--- Tâche ---
Recopiez le passage de l'extrait sur les séries pour adolescents qui va de « Ces séries à » jusqu'à « grands discours existentiels. », en remplaçant « profs » par « enseignants ».

--- Extrait du document ---
★ ★ ★ ★ ★
L'Ecole de la vie, série écrite par Gaëlle Thomas et Soiliho Bodin, France Télévisions

Ces séries à la tonalité pédagogique abordent des questions graves en réunissant profs et élèves, donc parents et enfants : addictions, violences, harcèlement, isolement, affirmation des identités, etc. Les adolescents y sont vus par les adultes, à la fois dans le récit, où ils sont couvés par le regard de personnages plus âgés, et dans l’écriture, car ils y parlent un langage souvent châtié et les remous de leur existence sont assimilés à des problématiques à régler. Leurs soucis sont autant de moteurs dramatiques, le chaos de leur existence offrent de quoi divertir et apprendre. Au mieux, ils portent le fantasme nostalgique de scénaristes adultes, dans la veine de Dawson, exemple parfait du teen drama où tout des personnages âgés de 15 ans se lancent dans de grands discours existentiels.

Episode 5

L’arrivée de Skins outre-Manche en 2007 a pourtant changé la donne, et a entraîné l’apparition d’une « nouvelle vague » de séries ados françaises. Dès 2009, Canal+ diffuse une minisérie en trois épisodes, Sweet Dream, qui annonce la couleur : sujet difficile, le harcèlement, personnages ambigus, réalisation nerveuse, cette pépite oubliée n’est malheureusement pas suivie d’autres propositions fortes. Il faut attendre 2016 pour qu’OCS lance Les Grands. Le site France TV Slash lui emboîte le pas dès 2018 avec Skam, remake d’une série norvégienne, puis la comédie dramatique Mental en 2019 et le thriller Stalk en 2020. Netflix entre aussi dans la danse avec Mortel (2019) et Vampires (2020).

Skam, série créée par Julie Andem, NRK.

Enfin, les séries françaises apprennent à faire plus que parler aux ados : elles parlent comme eux, trouvent non seulement le bon ton, mais surtout captent mieux leurs préoccupations. Conçues par des scénaristes plus jeunes, elles se débarrassent des clichés et du regard adulte, ou le relaient au second plan avec une touche d’humour comme dans Les Grands, qui suit un groupe d’amis de la Troisième à la Terminale. Une comédie attachante, qui mêle humour potache et sens du romanesque, regard naturaliste sur les traumatismes de l’âge ingrat et décrochages oniriques captant l’âme de ses personnages, comme Skins en son temps. Mental se sert du cadre médical – ses héros sont les patients d’une clinique pédopsychiatrique – pour elle aussi pénétrer l’esprit adolescent et le questionner subtilement. Skam brille par sa diversité, son ton libre et sa capacité à aborder sans didactisme des sujets complexes comme la foi, la dépression, la contraception, le handicap ou le cyber-harcèlement.
★ ★ ★ ★ ★
--- Données fournies ---
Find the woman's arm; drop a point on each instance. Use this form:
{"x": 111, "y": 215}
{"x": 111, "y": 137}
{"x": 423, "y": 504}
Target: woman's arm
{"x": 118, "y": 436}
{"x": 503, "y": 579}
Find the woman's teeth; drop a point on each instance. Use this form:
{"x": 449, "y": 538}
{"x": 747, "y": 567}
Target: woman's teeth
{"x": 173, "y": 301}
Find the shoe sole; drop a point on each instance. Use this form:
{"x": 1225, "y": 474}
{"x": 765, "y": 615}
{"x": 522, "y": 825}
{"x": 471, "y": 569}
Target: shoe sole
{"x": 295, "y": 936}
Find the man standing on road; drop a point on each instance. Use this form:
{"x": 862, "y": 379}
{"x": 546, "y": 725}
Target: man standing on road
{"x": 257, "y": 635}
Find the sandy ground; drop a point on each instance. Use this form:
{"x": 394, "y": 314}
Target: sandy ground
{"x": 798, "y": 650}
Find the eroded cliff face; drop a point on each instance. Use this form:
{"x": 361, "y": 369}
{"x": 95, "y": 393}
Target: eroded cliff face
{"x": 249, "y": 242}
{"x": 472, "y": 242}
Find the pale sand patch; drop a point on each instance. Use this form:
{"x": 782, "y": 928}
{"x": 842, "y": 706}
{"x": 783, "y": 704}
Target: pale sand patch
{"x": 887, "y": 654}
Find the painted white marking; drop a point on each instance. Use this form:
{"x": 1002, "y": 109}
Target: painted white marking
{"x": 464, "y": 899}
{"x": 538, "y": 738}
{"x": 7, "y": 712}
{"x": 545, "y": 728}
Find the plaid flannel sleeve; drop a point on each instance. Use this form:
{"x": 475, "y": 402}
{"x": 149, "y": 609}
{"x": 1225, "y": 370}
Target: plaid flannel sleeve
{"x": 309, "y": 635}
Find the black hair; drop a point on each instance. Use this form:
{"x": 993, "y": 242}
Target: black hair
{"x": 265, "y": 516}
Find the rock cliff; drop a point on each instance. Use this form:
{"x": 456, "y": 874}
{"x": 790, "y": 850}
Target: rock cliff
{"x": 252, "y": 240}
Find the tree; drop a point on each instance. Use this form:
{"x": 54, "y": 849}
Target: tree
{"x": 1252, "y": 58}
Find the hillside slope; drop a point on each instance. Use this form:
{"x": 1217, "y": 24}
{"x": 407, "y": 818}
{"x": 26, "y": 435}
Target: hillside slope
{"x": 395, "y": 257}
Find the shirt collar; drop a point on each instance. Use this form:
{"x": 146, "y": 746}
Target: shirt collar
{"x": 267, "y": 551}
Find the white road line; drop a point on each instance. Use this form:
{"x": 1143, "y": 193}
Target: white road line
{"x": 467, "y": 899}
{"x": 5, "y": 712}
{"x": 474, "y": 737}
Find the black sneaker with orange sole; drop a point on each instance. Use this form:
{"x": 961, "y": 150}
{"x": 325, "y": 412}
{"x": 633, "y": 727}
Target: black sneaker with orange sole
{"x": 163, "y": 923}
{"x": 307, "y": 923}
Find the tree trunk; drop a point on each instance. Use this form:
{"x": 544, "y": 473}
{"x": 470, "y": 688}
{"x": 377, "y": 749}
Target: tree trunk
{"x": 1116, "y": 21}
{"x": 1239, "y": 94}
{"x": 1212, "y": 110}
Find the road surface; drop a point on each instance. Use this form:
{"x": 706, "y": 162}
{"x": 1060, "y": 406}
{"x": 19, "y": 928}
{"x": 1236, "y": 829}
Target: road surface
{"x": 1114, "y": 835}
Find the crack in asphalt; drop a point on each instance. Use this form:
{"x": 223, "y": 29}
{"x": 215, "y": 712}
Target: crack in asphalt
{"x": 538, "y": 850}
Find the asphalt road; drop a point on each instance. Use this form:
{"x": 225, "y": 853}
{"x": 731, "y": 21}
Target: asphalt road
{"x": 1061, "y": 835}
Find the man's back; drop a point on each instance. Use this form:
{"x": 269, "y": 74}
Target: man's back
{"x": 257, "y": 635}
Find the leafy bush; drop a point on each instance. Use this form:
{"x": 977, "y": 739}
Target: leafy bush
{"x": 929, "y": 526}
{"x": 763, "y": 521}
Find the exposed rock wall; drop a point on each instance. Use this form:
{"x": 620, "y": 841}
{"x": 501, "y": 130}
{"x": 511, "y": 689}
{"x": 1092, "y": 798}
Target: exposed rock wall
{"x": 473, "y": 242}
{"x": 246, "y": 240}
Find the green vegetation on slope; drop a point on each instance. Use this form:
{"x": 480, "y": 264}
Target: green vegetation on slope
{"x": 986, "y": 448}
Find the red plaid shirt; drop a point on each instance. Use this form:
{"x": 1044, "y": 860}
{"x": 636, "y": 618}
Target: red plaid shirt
★ ★ ★ ★ ★
--- Résultat ---
Ces séries à la tonalité pédagogique abordent des questions graves en réunissant enseignants et élèves, donc parents et enfants : addictions, violences, harcèlement, isolement, affirmation des identités, etc. Les adolescents y sont vus par les adultes, à la fois dans le récit, où ils sont couvés par le regard de personnages plus âgés, et dans l’écriture, car ils y parlent un langage souvent châtié et les remous de leur existence sont assimilés à des problématiques à régler. Leurs soucis sont autant de moteurs dramatiques, le chaos de leur existence offrent de quoi divertir et apprendre. Au mieux, ils portent le fantasme nostalgique de scénaristes adultes, dans la veine de Dawson, exemple parfait du teen drama où tout des personnages âgés de 15 ans se lancent dans de grands discours existentiels.